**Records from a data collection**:
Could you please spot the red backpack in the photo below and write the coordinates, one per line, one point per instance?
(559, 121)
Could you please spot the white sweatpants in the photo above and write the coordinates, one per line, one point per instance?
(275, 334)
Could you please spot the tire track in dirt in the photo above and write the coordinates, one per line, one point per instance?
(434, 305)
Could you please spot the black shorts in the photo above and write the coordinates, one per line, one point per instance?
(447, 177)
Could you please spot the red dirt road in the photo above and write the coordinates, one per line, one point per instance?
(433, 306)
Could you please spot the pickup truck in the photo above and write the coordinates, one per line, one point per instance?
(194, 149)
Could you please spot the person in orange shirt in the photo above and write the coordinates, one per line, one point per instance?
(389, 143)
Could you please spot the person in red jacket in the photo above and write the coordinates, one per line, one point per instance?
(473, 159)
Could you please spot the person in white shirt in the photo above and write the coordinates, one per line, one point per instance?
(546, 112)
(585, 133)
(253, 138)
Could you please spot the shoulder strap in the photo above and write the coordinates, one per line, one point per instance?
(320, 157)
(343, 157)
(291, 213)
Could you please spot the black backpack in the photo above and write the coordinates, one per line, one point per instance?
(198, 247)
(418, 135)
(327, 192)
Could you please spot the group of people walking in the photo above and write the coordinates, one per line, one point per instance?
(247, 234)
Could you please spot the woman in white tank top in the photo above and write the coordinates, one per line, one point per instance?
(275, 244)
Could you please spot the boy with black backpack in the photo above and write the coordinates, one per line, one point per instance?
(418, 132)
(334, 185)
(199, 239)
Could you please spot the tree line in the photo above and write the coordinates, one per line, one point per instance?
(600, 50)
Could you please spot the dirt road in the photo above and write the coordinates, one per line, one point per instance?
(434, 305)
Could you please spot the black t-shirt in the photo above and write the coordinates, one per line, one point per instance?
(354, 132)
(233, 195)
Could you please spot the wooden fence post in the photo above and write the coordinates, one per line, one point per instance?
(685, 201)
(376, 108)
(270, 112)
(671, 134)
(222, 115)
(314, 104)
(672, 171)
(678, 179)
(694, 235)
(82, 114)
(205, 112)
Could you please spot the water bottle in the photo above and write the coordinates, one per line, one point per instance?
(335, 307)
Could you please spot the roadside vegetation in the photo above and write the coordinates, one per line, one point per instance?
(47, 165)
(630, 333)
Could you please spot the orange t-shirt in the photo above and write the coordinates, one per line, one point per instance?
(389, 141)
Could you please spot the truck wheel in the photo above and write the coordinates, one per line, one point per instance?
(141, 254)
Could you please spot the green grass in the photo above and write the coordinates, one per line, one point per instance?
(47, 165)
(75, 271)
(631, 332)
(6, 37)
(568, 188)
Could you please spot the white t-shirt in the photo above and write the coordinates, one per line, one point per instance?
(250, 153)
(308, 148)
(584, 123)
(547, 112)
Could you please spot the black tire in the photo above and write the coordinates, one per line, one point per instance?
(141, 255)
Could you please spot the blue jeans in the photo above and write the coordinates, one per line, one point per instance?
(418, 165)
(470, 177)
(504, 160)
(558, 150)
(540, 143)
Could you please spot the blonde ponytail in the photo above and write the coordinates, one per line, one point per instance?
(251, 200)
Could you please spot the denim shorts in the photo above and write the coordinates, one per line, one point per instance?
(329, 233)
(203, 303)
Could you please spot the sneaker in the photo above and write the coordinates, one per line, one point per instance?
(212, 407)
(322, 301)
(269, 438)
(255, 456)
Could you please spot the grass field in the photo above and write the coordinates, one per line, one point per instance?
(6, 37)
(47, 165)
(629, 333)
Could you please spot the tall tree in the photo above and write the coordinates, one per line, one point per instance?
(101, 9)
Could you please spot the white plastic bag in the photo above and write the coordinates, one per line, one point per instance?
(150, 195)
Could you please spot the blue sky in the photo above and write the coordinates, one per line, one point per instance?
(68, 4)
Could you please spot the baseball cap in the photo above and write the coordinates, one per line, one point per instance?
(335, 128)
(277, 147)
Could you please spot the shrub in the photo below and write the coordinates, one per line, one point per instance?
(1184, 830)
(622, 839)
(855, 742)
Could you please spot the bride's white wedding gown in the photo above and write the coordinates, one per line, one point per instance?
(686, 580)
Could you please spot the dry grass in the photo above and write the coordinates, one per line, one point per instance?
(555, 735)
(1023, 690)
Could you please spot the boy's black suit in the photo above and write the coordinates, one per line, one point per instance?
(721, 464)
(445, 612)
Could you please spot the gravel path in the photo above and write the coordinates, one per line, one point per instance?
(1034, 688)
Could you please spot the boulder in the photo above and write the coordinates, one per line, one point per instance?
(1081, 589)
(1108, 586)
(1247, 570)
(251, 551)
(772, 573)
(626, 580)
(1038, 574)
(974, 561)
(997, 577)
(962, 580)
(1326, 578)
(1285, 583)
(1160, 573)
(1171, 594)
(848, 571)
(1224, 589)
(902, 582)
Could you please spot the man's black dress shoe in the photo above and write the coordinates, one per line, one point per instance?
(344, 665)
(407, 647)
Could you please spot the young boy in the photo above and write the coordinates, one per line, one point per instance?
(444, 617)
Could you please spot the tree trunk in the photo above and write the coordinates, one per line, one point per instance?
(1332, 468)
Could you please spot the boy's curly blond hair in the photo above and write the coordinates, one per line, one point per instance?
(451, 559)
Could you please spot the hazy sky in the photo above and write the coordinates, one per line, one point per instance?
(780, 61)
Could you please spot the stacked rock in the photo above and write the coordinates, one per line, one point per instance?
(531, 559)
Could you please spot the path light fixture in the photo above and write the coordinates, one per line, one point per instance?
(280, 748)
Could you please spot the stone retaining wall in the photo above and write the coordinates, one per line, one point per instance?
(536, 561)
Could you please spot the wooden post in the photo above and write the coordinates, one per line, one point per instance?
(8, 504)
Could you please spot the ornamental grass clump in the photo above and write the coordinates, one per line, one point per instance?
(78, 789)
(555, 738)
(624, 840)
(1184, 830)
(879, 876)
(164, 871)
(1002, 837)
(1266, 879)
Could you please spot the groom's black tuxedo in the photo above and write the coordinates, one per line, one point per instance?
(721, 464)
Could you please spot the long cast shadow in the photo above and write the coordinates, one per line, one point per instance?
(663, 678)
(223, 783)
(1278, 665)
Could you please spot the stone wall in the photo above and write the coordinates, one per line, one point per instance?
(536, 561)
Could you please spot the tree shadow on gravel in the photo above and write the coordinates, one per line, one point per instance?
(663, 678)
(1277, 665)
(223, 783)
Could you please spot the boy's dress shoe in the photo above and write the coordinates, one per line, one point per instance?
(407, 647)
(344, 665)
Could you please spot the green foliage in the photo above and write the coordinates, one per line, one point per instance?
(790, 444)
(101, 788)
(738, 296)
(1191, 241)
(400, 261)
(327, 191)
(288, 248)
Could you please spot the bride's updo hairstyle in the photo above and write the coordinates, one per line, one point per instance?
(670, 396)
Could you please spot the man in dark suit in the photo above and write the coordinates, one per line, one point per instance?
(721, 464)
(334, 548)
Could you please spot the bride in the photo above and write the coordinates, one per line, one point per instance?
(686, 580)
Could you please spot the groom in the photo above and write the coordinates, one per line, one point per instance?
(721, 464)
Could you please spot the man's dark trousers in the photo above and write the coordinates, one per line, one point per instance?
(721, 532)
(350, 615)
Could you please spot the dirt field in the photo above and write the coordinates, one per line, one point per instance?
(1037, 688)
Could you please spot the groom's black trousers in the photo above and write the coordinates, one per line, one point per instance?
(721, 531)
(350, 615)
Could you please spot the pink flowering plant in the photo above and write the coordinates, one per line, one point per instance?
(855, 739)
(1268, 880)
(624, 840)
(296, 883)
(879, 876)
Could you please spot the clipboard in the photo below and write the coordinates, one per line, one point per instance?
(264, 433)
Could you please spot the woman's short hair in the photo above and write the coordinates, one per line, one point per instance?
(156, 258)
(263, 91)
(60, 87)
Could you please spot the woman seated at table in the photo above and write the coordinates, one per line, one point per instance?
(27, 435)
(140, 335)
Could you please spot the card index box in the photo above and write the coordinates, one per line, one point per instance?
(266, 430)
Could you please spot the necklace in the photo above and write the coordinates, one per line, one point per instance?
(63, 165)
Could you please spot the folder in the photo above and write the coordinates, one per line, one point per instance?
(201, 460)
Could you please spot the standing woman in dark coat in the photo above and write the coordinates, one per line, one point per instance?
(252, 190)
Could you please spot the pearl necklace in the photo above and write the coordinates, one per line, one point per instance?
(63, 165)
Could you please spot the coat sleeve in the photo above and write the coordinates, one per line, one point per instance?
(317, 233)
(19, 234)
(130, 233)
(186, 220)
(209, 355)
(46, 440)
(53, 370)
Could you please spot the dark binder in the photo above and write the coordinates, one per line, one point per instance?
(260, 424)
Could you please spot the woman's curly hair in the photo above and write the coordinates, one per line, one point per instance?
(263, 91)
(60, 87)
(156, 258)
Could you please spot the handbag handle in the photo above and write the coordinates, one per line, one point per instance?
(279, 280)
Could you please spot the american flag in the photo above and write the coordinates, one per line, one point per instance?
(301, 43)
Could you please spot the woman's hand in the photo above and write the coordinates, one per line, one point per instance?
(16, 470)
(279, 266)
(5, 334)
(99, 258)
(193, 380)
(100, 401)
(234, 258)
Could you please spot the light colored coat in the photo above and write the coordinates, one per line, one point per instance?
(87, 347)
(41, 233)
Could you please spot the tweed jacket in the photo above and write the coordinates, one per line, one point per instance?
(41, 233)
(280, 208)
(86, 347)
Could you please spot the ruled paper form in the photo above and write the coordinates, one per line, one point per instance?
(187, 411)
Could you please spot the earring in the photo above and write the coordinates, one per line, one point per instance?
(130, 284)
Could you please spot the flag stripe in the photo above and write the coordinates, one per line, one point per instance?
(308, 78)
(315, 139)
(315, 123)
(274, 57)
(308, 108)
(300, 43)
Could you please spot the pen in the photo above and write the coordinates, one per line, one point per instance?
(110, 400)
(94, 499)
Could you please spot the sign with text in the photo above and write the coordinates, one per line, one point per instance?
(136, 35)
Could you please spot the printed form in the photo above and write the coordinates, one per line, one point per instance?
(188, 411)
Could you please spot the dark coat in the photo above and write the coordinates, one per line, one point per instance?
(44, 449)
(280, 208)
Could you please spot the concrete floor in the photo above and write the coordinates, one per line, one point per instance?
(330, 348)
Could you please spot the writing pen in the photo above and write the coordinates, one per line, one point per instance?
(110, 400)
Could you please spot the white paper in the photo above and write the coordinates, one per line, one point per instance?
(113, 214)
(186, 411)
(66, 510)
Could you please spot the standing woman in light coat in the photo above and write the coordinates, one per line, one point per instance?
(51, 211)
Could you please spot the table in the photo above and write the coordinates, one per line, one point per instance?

**Required work**: Your output must be the exact lines from the one containing "Could you please spot the ruled" through the end of the data above, both included, and nothing more.

**Answer for the task**:
Could you please spot the ruled paper form in the photo above and write the coordinates, one per line, one point per instance?
(187, 411)
Could you please spot the earring in the photo above and write the coordinates, one per line, one point per instance?
(130, 284)
Could you please spot the flag stripe in the photo above and write the coordinates, one per line, one point per instance?
(308, 78)
(315, 139)
(315, 123)
(274, 57)
(308, 108)
(300, 43)
Could you please spot the pen in the photo above and write the coordinates, one per line, one point per instance?
(110, 400)
(94, 499)
Could you please spot the sign with text in the photo above and write the coordinates, one per line, one point per instance?
(136, 35)
Could you please spot the printed form in the photo above and write the coordinates, one per line, one point per instance?
(188, 411)
Could you please spot the dark coat in the photo above and write the coordinates, one per line, one point per instance?
(44, 449)
(280, 208)
Could you please spot the concrete floor in the photo above and write the coordinates, one per line, one point per instance?
(330, 348)
Could you please spot the writing pen in the photo above and write the coordinates, one per line, one point per instance?
(110, 400)
Could you please spot the white paper in the photo above and write the coordinates, one per line, one point per instance?
(113, 214)
(186, 411)
(66, 510)
Could you please spot the standing woman in light coat in the photo above and write the coordinates, one per line, one point per instance?
(51, 211)
Could you please spot the table in the photo above and write the coordinates, one per line, one point per instance?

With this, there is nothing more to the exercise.